#### [Written exercise]
Gather each line from the items below in which the word "small" appears, and treat uppercase and lowercase letters as different.

Start of Records

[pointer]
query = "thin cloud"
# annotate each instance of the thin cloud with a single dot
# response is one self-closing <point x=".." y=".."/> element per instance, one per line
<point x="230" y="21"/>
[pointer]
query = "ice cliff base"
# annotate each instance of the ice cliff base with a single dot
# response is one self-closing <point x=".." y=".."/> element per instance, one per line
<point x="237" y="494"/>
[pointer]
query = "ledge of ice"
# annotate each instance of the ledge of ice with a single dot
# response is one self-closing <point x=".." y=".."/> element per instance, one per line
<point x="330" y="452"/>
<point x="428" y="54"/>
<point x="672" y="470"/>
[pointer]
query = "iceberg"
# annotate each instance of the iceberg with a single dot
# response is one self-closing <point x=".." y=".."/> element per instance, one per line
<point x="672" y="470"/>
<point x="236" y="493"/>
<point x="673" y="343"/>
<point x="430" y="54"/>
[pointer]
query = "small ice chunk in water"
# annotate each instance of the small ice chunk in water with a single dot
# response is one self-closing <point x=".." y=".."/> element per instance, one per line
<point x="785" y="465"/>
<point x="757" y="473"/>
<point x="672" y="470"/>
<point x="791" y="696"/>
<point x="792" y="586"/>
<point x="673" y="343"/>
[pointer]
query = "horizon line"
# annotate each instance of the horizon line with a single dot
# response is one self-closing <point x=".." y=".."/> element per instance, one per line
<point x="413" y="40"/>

End of Records
Start of Records

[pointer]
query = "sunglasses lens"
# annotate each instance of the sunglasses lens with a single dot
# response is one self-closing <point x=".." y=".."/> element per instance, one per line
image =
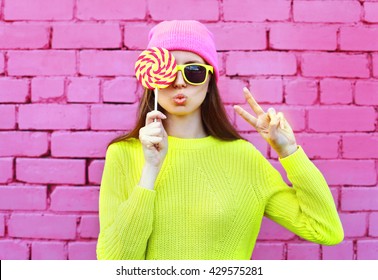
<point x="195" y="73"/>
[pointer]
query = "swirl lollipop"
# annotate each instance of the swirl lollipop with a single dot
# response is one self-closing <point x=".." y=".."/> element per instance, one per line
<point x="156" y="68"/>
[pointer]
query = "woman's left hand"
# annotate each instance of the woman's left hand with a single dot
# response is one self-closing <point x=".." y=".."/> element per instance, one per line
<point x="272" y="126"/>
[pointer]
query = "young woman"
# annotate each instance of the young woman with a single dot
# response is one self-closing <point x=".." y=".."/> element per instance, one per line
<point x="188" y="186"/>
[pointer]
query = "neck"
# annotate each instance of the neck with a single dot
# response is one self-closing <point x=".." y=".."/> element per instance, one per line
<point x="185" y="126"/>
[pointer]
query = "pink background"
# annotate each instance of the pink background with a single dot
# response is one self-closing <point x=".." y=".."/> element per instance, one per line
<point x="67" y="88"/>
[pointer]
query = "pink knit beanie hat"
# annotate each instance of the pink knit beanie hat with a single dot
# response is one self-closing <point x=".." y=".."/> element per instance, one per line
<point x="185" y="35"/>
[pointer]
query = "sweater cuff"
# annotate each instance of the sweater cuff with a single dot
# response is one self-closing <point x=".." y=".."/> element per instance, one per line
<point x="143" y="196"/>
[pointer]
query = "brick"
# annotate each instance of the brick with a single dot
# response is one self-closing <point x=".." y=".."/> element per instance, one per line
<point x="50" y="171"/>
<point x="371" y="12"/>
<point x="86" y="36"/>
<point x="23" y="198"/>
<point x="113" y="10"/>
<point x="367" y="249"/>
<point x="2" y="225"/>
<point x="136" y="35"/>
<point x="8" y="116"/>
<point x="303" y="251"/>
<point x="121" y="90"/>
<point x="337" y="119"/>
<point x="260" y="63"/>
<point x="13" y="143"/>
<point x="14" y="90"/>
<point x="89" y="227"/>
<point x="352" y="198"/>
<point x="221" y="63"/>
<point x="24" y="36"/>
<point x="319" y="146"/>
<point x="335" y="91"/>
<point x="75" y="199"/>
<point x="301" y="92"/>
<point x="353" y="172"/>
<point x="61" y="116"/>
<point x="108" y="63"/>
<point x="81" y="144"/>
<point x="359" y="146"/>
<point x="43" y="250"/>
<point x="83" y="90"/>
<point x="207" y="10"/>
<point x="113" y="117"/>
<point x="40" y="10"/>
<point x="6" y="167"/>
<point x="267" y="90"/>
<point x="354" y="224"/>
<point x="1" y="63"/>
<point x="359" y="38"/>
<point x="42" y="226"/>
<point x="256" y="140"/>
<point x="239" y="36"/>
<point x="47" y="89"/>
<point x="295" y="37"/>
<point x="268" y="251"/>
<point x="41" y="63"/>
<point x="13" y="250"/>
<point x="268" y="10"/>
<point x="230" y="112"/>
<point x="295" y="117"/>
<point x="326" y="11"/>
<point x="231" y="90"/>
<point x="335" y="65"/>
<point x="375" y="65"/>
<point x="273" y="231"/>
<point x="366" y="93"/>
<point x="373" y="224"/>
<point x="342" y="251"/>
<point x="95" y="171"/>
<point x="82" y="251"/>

End of Records

#### [Exercise response]
query = "small ice chunk in water"
# annotate each instance of the small ice chunk in water with a single dot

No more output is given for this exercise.